[OBJECTIVE]:
Render every one of the records below as a numbered list with no blank lines, and omit the pictures from your answer.

[Stored records]:

===============

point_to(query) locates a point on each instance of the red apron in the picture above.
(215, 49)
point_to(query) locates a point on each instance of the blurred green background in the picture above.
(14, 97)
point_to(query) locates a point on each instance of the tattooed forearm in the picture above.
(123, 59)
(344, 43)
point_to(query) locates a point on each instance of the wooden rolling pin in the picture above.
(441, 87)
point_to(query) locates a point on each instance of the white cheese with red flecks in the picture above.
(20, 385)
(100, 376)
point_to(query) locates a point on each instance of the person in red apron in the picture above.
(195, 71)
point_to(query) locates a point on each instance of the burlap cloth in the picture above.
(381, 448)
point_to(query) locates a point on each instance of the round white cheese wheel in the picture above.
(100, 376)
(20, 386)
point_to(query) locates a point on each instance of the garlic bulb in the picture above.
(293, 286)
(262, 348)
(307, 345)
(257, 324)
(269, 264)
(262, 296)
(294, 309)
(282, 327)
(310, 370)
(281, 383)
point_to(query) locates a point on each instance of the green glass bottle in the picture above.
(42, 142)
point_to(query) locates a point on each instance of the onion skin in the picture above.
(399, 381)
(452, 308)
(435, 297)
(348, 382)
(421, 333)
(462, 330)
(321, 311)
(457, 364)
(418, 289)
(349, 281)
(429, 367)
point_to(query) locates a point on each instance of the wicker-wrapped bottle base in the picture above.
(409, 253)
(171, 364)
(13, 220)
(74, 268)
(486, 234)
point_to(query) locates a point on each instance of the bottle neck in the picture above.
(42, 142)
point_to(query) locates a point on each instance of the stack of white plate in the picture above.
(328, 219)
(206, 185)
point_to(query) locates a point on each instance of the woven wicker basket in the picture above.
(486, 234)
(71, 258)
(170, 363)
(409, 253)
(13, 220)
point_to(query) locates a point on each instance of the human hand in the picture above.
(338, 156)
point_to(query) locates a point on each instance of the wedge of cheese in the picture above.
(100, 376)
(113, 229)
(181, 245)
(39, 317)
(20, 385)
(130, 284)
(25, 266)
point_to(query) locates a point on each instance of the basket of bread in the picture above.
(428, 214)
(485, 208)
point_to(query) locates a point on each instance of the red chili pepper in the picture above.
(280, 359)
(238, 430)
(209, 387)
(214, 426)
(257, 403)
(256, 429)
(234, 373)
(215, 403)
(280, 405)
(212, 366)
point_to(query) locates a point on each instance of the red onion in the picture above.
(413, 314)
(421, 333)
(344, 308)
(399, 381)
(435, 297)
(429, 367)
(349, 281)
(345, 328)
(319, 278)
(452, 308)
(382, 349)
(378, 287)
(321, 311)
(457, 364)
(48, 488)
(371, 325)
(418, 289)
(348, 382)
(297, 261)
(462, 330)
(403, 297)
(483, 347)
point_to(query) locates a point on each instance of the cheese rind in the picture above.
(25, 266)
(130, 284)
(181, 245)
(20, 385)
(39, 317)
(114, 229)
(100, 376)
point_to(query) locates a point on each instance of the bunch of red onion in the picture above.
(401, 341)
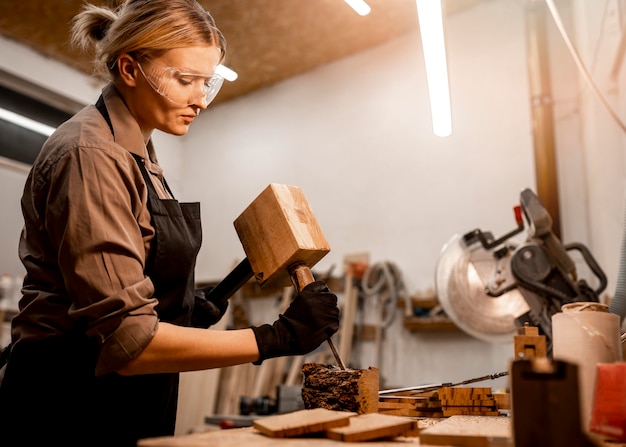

===============

[THE SOLUTION]:
1. point_to(query) locates a point on each instance of the red apron in the picture above.
2. (215, 49)
3. point_to(query) locates a point on each instance of the blurred green background in the picture above.
4. (14, 97)
5. point_to(query) locates a point on each instance of the tattooed forearm in the picture above.
6. (123, 59)
7. (344, 43)
8. point_to(query) locates a point on each instance of the wooden rolling pin in the picture above.
9. (441, 87)
10. point_to(query) locates a point on each instance of the white cheese with red flecks in the picture above.
11. (20, 385)
12. (100, 376)
13. point_to(query) locates a point on each instance of the person in red apron in the picture above.
14. (195, 71)
15. point_to(query) locates a point on each instance of the burlap cloth in the picture above.
16. (381, 448)
17. point_to(query) locates a point on each instance of the round white cheese wheel in the picture above.
18. (100, 376)
19. (20, 386)
20. point_to(query) locates a point on each instance of the garlic bulb in the picture above.
21. (293, 286)
22. (262, 348)
23. (307, 345)
24. (257, 324)
25. (269, 264)
26. (262, 296)
27. (294, 309)
28. (282, 327)
29. (310, 370)
30. (281, 383)
31. point_to(query) locates a point on each instance of the green glass bottle in the picture above.
32. (42, 142)
33. point_to(query) locates a point on each instance of the onion skin in the picture above.
34. (399, 381)
35. (452, 308)
36. (435, 297)
37. (348, 382)
38. (421, 333)
39. (462, 330)
40. (321, 311)
41. (457, 364)
42. (418, 289)
43. (349, 281)
44. (429, 367)
45. point_to(query) locates a point on each instance of the wicker-wrapped bottle base in the picture above.
46. (409, 253)
47. (171, 364)
48. (13, 220)
49. (74, 268)
50. (486, 234)
51. point_to(query) locates a point on each instance of the bottle neck in the picture above.
52. (42, 142)
53. point_to(query) locates a point on each instance of the stack of white plate in the picture above.
54. (328, 219)
55. (206, 185)
56. point_to(query) locates a point on each instance of the woven wicker basket in the picture above.
57. (486, 234)
58. (71, 258)
59. (170, 363)
60. (409, 253)
61. (13, 220)
62. point_to(query) locates a point on each instance of the human hand in the picture above.
63. (338, 156)
64. point_to(query) locates a point on each instance of the wedge of cheese in the picture above.
65. (100, 376)
66. (113, 229)
67. (181, 245)
68. (39, 317)
69. (20, 385)
70. (130, 284)
71. (25, 266)
72. point_to(query) locates a point on each instance of the basket of bread in the picture above.
73. (428, 214)
74. (485, 208)
75. point_to(query) locates a point on each instance of the red chili pepper in the picture above.
76. (280, 359)
77. (238, 430)
78. (209, 387)
79. (214, 426)
80. (257, 403)
81. (256, 429)
82. (234, 373)
83. (215, 403)
84. (280, 405)
85. (212, 366)
86. point_to(query) locates a point on each instance of the red onion in the picture above.
87. (413, 314)
88. (421, 333)
89. (344, 308)
90. (399, 381)
91. (435, 297)
92. (429, 367)
93. (349, 281)
94. (345, 328)
95. (319, 278)
96. (452, 308)
97. (382, 349)
98. (378, 287)
99. (321, 311)
100. (457, 364)
101. (48, 488)
102. (371, 325)
103. (418, 289)
104. (348, 382)
105. (297, 261)
106. (462, 330)
107. (403, 297)
108. (483, 347)
109. point_to(query) locates a point on each instance of the cheese rind in the picture above.
110. (25, 266)
111. (130, 284)
112. (181, 245)
113. (20, 385)
114. (39, 317)
115. (114, 229)
116. (100, 376)
117. point_to(query) locates a point on each instance of the bunch of red onion in the picture above.
118. (401, 341)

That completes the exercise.